EXTRACT TO READ
+ + + + + + +
SOCCER: ANDY HUNTERon why the sight of Manchester United may be just what Liverpool's number nine needs
ROY HODGSON has played Fernando Torres only five times since becoming Liverpool manager but has already honed his defence of the striker. “You don’t move between ‘wonder’ and ‘hopeless’,” was his final word on a week when the Spain international’s body and mind have been under forensic examination. Torres himself, however, may beg to differ.
These are paradoxical, trying days for the Liverpool striker, who could not even lift the World Cup without experiencing excruciating pain from a groin injury suffered minutes before Spain’s glory was confirmed.
He left for the recent international break as Liverpool’s saviour, having elevated a sterile team display against West Brom to victory with the game’s only touch of class.
+ + + + + + +
COLLECTED MATERIAL
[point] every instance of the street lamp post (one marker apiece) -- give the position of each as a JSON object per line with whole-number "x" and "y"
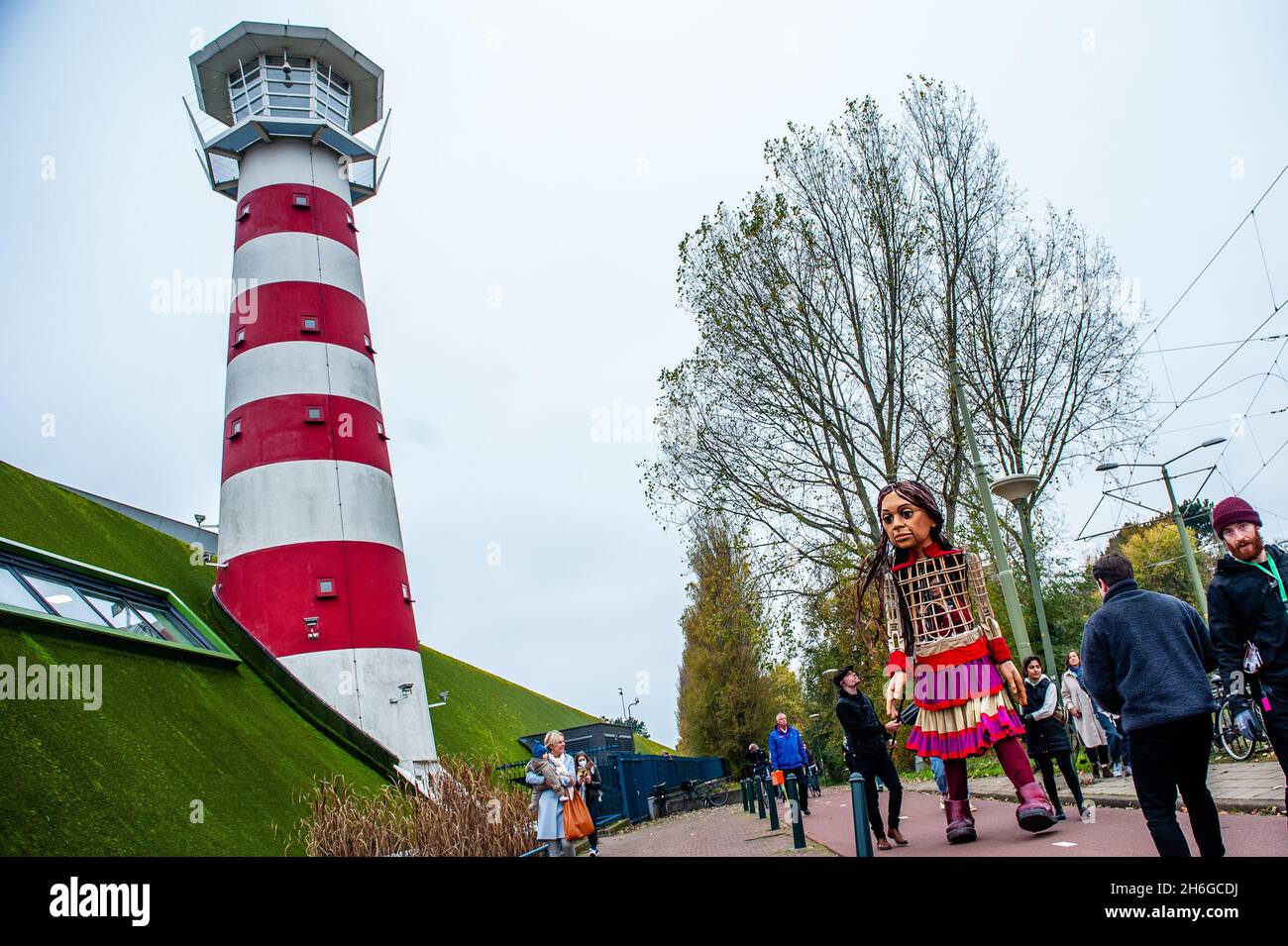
{"x": 1018, "y": 490}
{"x": 1199, "y": 593}
{"x": 1014, "y": 613}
+ + + + + + +
WORK TO BE COMPLETED
Write the next part of the article about Fernando Torres at Liverpool, starting right after its last sentence.

RESULT OF THE EXERCISE
He returned jet-lagged from Argentina to an acerbic reception at Birmingham City last weekend, when Jamie Redknapp, a former Liverpool captain, described his lacklustre contribution as “terrible” and “diabolical”.
Tomorrow, Torres confronts Nemanja Vidic at Old Trafford. In keeping with the contradictions this, at least, is a duel he will relish.
The 26-year-old has scored in each of his past three appearances against Manchester United. Vidic collected three successive red cards against Liverpool until ending the sequence with just a yellow in United’s 2-1 home win in March.
Not that Alex Ferguson has identified any mastery of his defenders by the Liverpool number nine, of course. “I don’t see that,” the United manager said yesterday. “I think that when you analyse all the goals we’ve maybe made a couple of mistakes defensively.”
As Redknapp highlighted at St Andrew’s, however, the Liverpool talisman is currently not the player who played off Vidic’s shoulder and preyed on his mind to such devastating effect in recent seasons. But the reasons are more deep-rooted than one sulky afternoon in the Midlands would propose.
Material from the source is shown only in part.